TASK ITEM: Retype each entry below precisely as it reads.

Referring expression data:
^^^^

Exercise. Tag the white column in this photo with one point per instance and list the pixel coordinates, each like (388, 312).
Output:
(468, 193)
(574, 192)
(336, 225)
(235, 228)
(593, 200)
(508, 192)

^^^^

ANSWER FOR THIS EXERCISE:
Exercise. Tag the white column in this photo with one point per instance and list the pixel coordinates, each like (388, 312).
Output:
(468, 193)
(574, 192)
(336, 225)
(235, 228)
(593, 200)
(508, 192)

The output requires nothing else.